Reverse Mortgage Pros and Cons

Reverse Mortgage Pros & Cons

In a nutshell, a reverse mortgage is a homeowner loan for people age 62 (or older) who want to turn the equity of their home into cash. It is one of the few ways that older Americans can use a significant portion of the equity they have put into their homes.

Reverse mortgages, however, come with some caveats. As a newer product it can be a little complex and expensive. To stay up-to-date on changes, you can check U.S. Dept. of Housing (or “HUD”) for the latest news on home mortgage rates.

The first thing you ought know is that reverse mortgages are only available to people who are age 62+ or older (possibly seniors 55+ depending on state laws).

You won’t qualify for a reverse mortgage if you are younger than 62, or have a bad credit score.

What Are The 3 Types Of Reverse Mortgages

There are three types of reverse mortgages for people 62+. For the most part they are the same, except for the party that issues the loan.

1. Home Equity Conversion Mortgage

By far the most popular reverse mortgage is the Home Equity Conversion Mortgage (often referred to as “HECM”). It is insured by the U.S. Federal Gov. and offered to seniors through private banks.

2. Public sector loans

A public sector loan is offered by the state and local governments. This type of mortgage loan is typically used for specific purposes, such as property tax or home repair costs. It’s mostly designed to help low or medium income homeowners.

3. Proprietary Reverse Mortgage Loans

This type of reverse mortgage is similar to the other two, but is not offered by the government. Instead, they are issued by the companies that offer them.

Is a Reverse Mortgage a Good Idea

When evaluating a reverse mortgage pros and cons it’s a good idea to lay out the types of options available. For this type of home mortgage there are 3 types which are meant to supplement a senior citizens’ income.

Below is a short list of what you should consider:

Calculate the costs first. You can expect an origination fee equal to 2% of the loan value and a 2% insurance fee, plus other home closing costs. Altogether, your costs may add up to 5% of the home’s value. Fees can be folded into the loan amount.

A good option for seniors. In 2010, the FHA introduced the FHA HECM Saver Program (or “Loan Saver”), which has much lower upfront costs. In exchange, the amount that can be borrowed is up to 18% less than with a traditional reverse mortgage and the interest rate may be a quarter to half a percentage point higher.

The payoff. How much you can borrow is a function of your age, your home’s value and current interest rates. Generally, the more valuable your home is and the older you are, the more you can borrow.

  • Rate reversal. In most cases, interest rates on reverse mortgages are higher than what you normally pay for a traditional home mortgage. With a reverse mortgage, interest costs begin accruing as soon as you borrow the money.

### Problems to work on
A - Edit the reverse mortgage article by reproducing everything from "In a nutshell, a" down to "on state laws)." with "caveats" changed to "drawbacks".
B - Proceed with the reverse mortgage article, writing on from its final sentence.
None of the entries that come next is needed.

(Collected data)
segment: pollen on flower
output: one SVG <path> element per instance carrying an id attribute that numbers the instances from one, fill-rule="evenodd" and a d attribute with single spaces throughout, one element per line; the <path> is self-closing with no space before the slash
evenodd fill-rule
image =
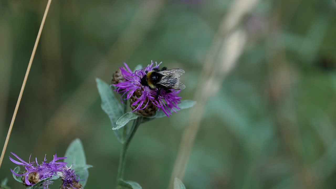
<path id="1" fill-rule="evenodd" d="M 60 189 L 82 189 L 83 186 L 78 182 L 79 177 L 75 174 L 75 171 L 71 169 L 72 165 L 70 167 L 65 165 L 61 171 L 57 174 L 63 181 L 62 184 L 59 187 Z"/>
<path id="2" fill-rule="evenodd" d="M 65 162 L 57 162 L 60 159 L 67 158 L 66 157 L 57 157 L 57 154 L 54 155 L 54 158 L 49 162 L 47 162 L 46 156 L 42 163 L 39 164 L 37 158 L 35 158 L 35 161 L 31 162 L 30 157 L 27 162 L 20 158 L 15 154 L 10 152 L 19 161 L 13 159 L 10 156 L 9 159 L 13 163 L 25 167 L 26 171 L 22 174 L 14 172 L 12 169 L 11 171 L 13 175 L 18 177 L 22 177 L 21 180 L 23 183 L 26 186 L 33 186 L 40 181 L 48 177 L 52 178 L 56 175 L 56 173 L 60 171 L 62 167 L 67 164 Z M 52 184 L 53 181 L 50 180 L 46 181 L 42 183 L 44 189 L 47 189 L 49 184 Z"/>
<path id="3" fill-rule="evenodd" d="M 180 90 L 171 89 L 171 92 L 167 92 L 163 91 L 157 99 L 158 89 L 151 90 L 146 86 L 142 86 L 142 90 L 139 94 L 141 88 L 140 83 L 140 78 L 146 75 L 146 72 L 150 72 L 154 68 L 159 69 L 161 63 L 158 64 L 155 62 L 155 66 L 152 61 L 151 64 L 134 72 L 124 63 L 125 67 L 121 67 L 121 72 L 124 81 L 113 85 L 117 87 L 115 91 L 121 93 L 122 98 L 125 99 L 130 99 L 132 111 L 136 111 L 145 116 L 151 116 L 154 114 L 152 112 L 162 109 L 164 112 L 169 117 L 172 112 L 176 112 L 176 110 L 180 109 L 178 104 L 181 102 L 181 97 L 177 94 Z M 126 95 L 126 97 L 124 96 Z M 147 107 L 148 108 L 146 109 Z M 176 110 L 175 110 L 176 109 Z"/>
<path id="4" fill-rule="evenodd" d="M 26 176 L 23 175 L 21 176 L 21 180 L 25 186 L 28 186 L 29 185 L 26 183 Z M 36 184 L 40 182 L 40 174 L 37 172 L 32 172 L 28 175 L 27 177 L 28 181 L 32 184 Z"/>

### Task-by-task outputs
A -
In a nutshell, a reverse mortgage is a homeowner loan for people age 62 (or older) who want to turn the equity of their home into cash. It is one of the few ways that older Americans can use a significant portion of the equity they have put into their homes.

Reverse mortgages, however, come with some drawbacks. As a newer product it can be a little complex and expensive. To stay up-to-date on changes, you can check U.S. Dept. of Housing (or “HUD”) for the latest news on home mortgage rates.

The first thing you ought know is that reverse mortgages are only available to people who are age 62+ or older (possibly seniors 55+ depending on state laws).

B -
  • The type of loan. For years, adjustable rate reverse mortgages were the most popular and they allowed borrowers to take a lump sum, a monthly payment or have a line of credit, which may increase over time. But today, fixed-rate reverse loans make up about 70% of mortgages and proceeds from fixed rate loans must be taken as a lump sum.
  • Best use. Generally, funds from a reverse mortgage should be used for home improvements, to supplement your income or perhaps to keep a home out of foreclosure. Lump sum payments must be managed carefully so they don’t slip away.

Figuring it out. Because of the costs and risks associated with these loans, they should be a last line of financial defense, so proceed with caution.

  • Ask for help. When applying for a HECM reverse mortgage loan the borrower must first meet with housing counselors from the Dept. of Housing and Urban Development, who will walk you through the process and help you figure out how much you can borrow.
  • Explore other options. Depending on your circumstances, you may also want to consider a regular home-equity loan, like a home equity line of credit, or selling your home to your children or other relative and leasing it back. If money is tight, many state governments have special programs to help seniors with assisted living home improvements or basic repairs.

Reverse Mortgage Pros and Cons

The biggest benefit for a homeowner is that a reverse mortgage allows them to access to useable cash. By borrowing against an asset, in this case a home, it’ll generate cash flow to settle other debts or help pay for medical bills.

One important note is that the amount of money a homeowner can get access will depend on age, current value of the property, interest rates offered by lenders, and fees associated with a reverse mortgage loan.

What not to do. Because this may be your last major asset, use the money carefully. Don’t waste it on a hot tub or use funds to play the stock market.

  • Don’t pay fees up front. Mortgage loan fees should be included in the balance and paid when the loan is settled. Don’t let someone tell you that fees must be paid only after you have the cash in hand.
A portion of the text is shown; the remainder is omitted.